● WHAT THIS EXERCISE ASKS:
[A] From the post on rewriting tracing-tree, list the goals the rewrite was meant to achieve.
[B] In the post on rewriting tracing-tree, which crate helped define the custom error types?
[C] Write the next part of the post on rewriting tracing-tree, picking up after its final sentence.

● TEXT BLOCK:
------------------------------------

Rewriting tracing-tree

Among other things, I had three goals in mind:

Allow for ergonomically passing Uuid’s into spans as a pair of u64’s.
Allow for ergonomically reading Uuid’s from spans.
Allow easy configuration of log levels.

Motivation

#628 on Kanidm regarding composing with an EnvFilter with my TreeSubscriber made me realize that my project would have been much better implemented on a Layer. tracing-tree is designed to just do one small task, and semantically should be composable, making it the perfect candidate to be a Layer.

I initialized a new library crate, set up my tracing dependencies, and began the rewrite from scratch.

The deferred `Debug` debackle

Every event that gets logged can have fields, which are key-value pairs containing relevant information. The keys are of type 'static str, but the values were stored as Strings. A lot of events with a couple fields each adds up quickly, and I wanted out of heap hell no matter how long it took to figure out the right lifetimes.

When an event is logged in tracing, its fields are accessed via the visitor pattern, where an object “visits” the event, and “records” fields via a restricted interface. In tracing, you can visit the primitive numeric types, &str, and &dyn Debug.

The reason I stored field values as Strings was because provided a &dyn Debug value, there’s not much to do but format it. But for most of the types I cared about, I knew the erased type of the value was Arguments, so the first thing I did was naïvely replace all the Strings with Arguments among my types, adding the necessary lifetime parameters. I then got hit with an error saying that my types were no longer Send + Sync, which was critical because I wanted to send my log trees across threads for processing. Since Arguments<'a> are constructed at compile time, I figured I could get away with an unsafe impl, but that didn’t sit right with me. Furthermore, when I tried to downcast the &dyn Debug argument, I couldn’t because Arguments isn’t 'static, and therefore cannot be downcasted to. To circumvent downcasting, I tried
to format_args!("{:?}", value), but was then restricted to the same lifetime as the value, which was no longer than the duration of the function.

At this point, I finally realized that no amount of clever lifetime handling could fix this, because by the time I was going to process the logs, everything would be out of scope.

So I switched gears. Instead of avoiding allocation altogether, I considered how little I could get away with. I wanted to format everything for a log into a single buffer. However, this requires different fields being able to point into it. I considered owning_ref, but it looked overcomplicated and also doesn’t support an arbitrary number of references for my arbitrary number of fields. Another idea I had was to create my own StringBuffer type that somehow allowed access to multiple &str values. Something like using GhostCell but that seemed like overengineering that wasn’t worth the potential benefits.

In the end, I gave up and went back to format!(). Sadness.

Many `expect`s, all the same reasons

There were many times where I used Option::expect in areas that were semantically identical. For example, the Layer trait provides an on_new_span function that takes a Context and an Id, and in order to get the spans info from the Context, you have to look it up in the Context, which returns an Option<SpanRef<_>>. I’m pretty sure this is because a deeper layer could have removed the span first, making it not show up, but I assumed this never happened. This meant that every time I wanted to get the SpanRef<_>, I was calling Option::expect and writing the same error message every time. Now, there’s nothing wrong with this, especially because it’s never supposed to happen. But I was bothered: what if they didn’t all say the exact same thing, even though it was the same bug? Consistency could’ve been solved with a few const ERROR_MSG: &'static str = .... And although this was more than enough, it didn’t express the semantics behind what I was conveying. Instead, I opted to define custom error types with the help of thiserror, so I could have a variant correspond which each type of error.

------------------------------------

● DATASET EXTRACT:

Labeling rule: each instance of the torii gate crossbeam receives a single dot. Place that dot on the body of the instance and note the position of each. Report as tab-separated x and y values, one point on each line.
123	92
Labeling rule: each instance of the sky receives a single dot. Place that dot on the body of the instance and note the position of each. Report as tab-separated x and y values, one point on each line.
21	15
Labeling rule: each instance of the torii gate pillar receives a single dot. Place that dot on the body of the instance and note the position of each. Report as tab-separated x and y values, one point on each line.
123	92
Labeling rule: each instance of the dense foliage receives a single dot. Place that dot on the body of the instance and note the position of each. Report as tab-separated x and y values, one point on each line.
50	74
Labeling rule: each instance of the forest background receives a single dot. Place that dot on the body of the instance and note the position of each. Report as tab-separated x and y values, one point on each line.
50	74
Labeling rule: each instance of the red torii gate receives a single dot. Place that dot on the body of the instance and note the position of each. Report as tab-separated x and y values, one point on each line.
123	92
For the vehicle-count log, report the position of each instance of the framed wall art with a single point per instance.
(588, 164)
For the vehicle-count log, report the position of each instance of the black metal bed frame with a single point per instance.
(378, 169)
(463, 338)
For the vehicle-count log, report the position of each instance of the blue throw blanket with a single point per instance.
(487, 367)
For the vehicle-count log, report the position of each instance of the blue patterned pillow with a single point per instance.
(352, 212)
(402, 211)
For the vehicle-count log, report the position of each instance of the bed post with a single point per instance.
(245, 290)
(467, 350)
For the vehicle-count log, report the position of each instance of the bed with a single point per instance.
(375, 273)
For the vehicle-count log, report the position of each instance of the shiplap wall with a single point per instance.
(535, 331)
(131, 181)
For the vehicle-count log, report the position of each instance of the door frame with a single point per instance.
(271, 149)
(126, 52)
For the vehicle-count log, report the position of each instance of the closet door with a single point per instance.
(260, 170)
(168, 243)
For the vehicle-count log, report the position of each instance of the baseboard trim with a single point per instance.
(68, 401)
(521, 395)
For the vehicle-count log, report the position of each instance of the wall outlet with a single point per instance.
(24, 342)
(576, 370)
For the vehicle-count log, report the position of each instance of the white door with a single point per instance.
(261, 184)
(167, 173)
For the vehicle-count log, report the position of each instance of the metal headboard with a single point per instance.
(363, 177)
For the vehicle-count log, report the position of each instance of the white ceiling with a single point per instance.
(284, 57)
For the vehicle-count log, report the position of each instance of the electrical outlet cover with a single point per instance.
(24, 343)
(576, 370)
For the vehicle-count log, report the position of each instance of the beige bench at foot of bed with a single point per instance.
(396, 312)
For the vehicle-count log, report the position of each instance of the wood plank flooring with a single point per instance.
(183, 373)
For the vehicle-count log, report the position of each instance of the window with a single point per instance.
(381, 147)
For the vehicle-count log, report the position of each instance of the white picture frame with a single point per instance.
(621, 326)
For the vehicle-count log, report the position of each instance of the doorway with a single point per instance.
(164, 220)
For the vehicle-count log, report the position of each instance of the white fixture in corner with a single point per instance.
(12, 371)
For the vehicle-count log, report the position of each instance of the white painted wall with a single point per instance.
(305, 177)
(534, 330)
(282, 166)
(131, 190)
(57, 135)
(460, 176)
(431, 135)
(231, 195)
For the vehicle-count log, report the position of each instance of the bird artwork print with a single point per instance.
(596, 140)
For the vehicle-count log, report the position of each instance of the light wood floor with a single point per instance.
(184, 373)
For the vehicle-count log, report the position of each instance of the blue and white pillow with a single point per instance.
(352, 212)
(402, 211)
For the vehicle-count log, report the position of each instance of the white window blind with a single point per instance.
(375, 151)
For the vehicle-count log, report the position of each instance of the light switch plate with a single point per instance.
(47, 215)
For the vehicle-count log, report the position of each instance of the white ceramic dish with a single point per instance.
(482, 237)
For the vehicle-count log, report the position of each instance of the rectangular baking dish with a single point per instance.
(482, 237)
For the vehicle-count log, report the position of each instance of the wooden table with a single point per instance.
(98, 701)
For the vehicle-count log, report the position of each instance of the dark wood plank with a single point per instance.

------------------------------------

● RESPONSES:
[A]
- Allow for ergonomically passing Uuid's into spans as a pair of u64's.
- Allow for ergonomically reading Uuid's from spans.
- Allow easy configuration of log levels.

[B] thiserror

[C]
#[derive(Debug, Error)]
enum LayerError {
    #[error("Span not in context, this is a bug")]
    SpanNotInContext,
    #[error("Span extension doesn't contain `TreeSpanOpened`, this is a bug")]
    SpanNotInExtensions,
}

So instead of writing

let tree_span = span
    .extensions_mut()
    .remove::<TreeSpanOpened>()
    .expect("Span extension doesn't contain `TreeSpanOpened`, this is a bug");

I could instead write

let tree_span = span
    .extensions_mut()
    .remove::<TreeSpanOpened>()
    .ok_or(LayerError::SpanNotInExtensions)
    .unwrap();

I thought this was a great idea! But a few days later when I was testing the errors, I found out that it only prints the debug info (variant name), and not the custom error messages I made. I briefly considered making the variant names more verbose like TreeSpanOpenedNotInExtensions so the debug formatting would still be clear to the dev what happened. But then I remembered: this is Rust, we’re allowed to have nice things.

I had overcomplicated things. Even if using unwrap showed the Display formatting, having a special custom type for it was overkill. The solution? A few standalone functions packaged in a fail module. This allowed me to have it panic with the exact error message I wanted, which also eliminating using thiserror. Syntactically, this was also superior, as I could now just say

let tree_span = span
    .extensions_mut()
    .remove::<TreeSpanOpened>()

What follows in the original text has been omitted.